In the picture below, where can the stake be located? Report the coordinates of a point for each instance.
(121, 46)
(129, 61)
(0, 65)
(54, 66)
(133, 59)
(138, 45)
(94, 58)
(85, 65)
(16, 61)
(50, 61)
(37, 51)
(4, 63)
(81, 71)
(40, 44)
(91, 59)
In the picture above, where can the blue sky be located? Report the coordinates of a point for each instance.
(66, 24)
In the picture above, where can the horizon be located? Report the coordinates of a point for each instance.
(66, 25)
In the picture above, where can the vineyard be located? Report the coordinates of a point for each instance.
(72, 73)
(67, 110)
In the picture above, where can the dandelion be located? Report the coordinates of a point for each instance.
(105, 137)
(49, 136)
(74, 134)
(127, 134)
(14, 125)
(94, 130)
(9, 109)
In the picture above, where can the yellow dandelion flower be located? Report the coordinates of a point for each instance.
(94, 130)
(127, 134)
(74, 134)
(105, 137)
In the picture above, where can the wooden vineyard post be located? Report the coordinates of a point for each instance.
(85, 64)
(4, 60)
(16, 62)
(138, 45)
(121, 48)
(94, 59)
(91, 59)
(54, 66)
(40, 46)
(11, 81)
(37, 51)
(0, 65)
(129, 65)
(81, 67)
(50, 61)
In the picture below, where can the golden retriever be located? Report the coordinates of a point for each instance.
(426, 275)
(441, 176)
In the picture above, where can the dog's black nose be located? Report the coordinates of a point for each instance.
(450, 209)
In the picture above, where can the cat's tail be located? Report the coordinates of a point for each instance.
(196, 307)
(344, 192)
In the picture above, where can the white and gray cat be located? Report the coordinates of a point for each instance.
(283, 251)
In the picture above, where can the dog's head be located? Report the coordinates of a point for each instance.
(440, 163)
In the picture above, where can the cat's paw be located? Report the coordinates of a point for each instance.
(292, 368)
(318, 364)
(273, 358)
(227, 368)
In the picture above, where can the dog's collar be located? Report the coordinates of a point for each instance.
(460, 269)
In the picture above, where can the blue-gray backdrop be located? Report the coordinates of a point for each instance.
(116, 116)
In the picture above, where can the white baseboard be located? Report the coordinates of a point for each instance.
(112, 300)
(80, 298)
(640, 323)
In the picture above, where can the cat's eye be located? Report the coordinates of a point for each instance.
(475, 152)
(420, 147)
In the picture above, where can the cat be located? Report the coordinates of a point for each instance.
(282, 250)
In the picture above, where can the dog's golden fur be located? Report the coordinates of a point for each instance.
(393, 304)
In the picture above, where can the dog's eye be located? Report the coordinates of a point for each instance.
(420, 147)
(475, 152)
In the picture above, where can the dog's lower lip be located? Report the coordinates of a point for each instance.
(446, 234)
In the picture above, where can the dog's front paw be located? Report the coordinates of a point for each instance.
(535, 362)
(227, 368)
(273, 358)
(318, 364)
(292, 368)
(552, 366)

### What is needed
Return the listing above in full, character for character.

### Complete output
In the picture below, where can the stake be located? Report the coordinates of a point for each instance.
(121, 46)
(129, 61)
(0, 65)
(54, 66)
(133, 59)
(138, 45)
(94, 58)
(85, 65)
(16, 61)
(50, 61)
(37, 51)
(4, 63)
(81, 71)
(40, 44)
(91, 59)
In the picture above, where can the blue sky be located? Report the coordinates of a point for each instance.
(66, 24)
In the picture above, where can the horizon be located? Report the coordinates of a point for each instance.
(66, 25)
In the picture above, where can the vineyard be located? Report the coordinates of a point for each instance.
(72, 73)
(67, 110)
In the picture above, where can the dandelion be located? Report the coordinates of a point for each instance.
(105, 137)
(49, 136)
(74, 134)
(127, 134)
(14, 125)
(94, 130)
(9, 109)
In the picture above, where can the yellow dandelion flower be located? Report the coordinates of a point for each instance.
(94, 130)
(127, 134)
(74, 134)
(105, 137)
In the picture above, where can the wooden vineyard post be located? Report the coordinates of a point for each instance.
(85, 64)
(4, 60)
(16, 62)
(138, 45)
(121, 48)
(94, 59)
(91, 59)
(54, 66)
(40, 46)
(11, 81)
(37, 51)
(0, 65)
(129, 65)
(81, 67)
(50, 61)
In the picture below, where can the golden retriever be located? Report the coordinates of a point for each instance.
(426, 275)
(441, 176)
In the picture above, where can the dog's black nose be located? Report the coordinates of a point for each instance.
(450, 209)
In the picture above, where can the cat's tail be located? Report the coordinates of a point for each instance.
(196, 307)
(344, 192)
In the picture above, where can the white and gray cat be located? Report the coordinates of a point for each instance.
(283, 251)
In the picture above, where can the dog's head be located? Report the coordinates of a point for each instance.
(440, 163)
In the picture above, where can the cat's paw be located? Report the coordinates of a point for each instance.
(292, 368)
(318, 364)
(273, 358)
(227, 368)
In the picture above, where can the dog's collar be located? Report the coordinates of a point for each instance.
(460, 269)
In the picture above, where can the blue-gray backdrop be located? Report the coordinates of a point for each instance.
(116, 116)
In the picture above, where can the white baseboard be located? Report the coordinates of a point for each instance.
(112, 300)
(80, 298)
(640, 323)
In the picture above, where can the cat's eye be located? Report the coordinates of a point for each instance.
(475, 152)
(420, 147)
In the picture above, where can the cat be located? Report the coordinates of a point for each instance.
(282, 250)
In the picture above, where can the dog's golden fur be located? Report the coordinates of a point for each instance.
(393, 304)
In the picture above, where can the dog's eye be located? Report the coordinates of a point for each instance.
(420, 147)
(475, 152)
In the picture above, where can the dog's lower lip be located? Report the coordinates of a point for each instance.
(446, 234)
In the picture above, where can the dog's front paw be located? Report the coordinates of a point for each instance.
(535, 362)
(227, 368)
(273, 358)
(318, 364)
(292, 368)
(552, 366)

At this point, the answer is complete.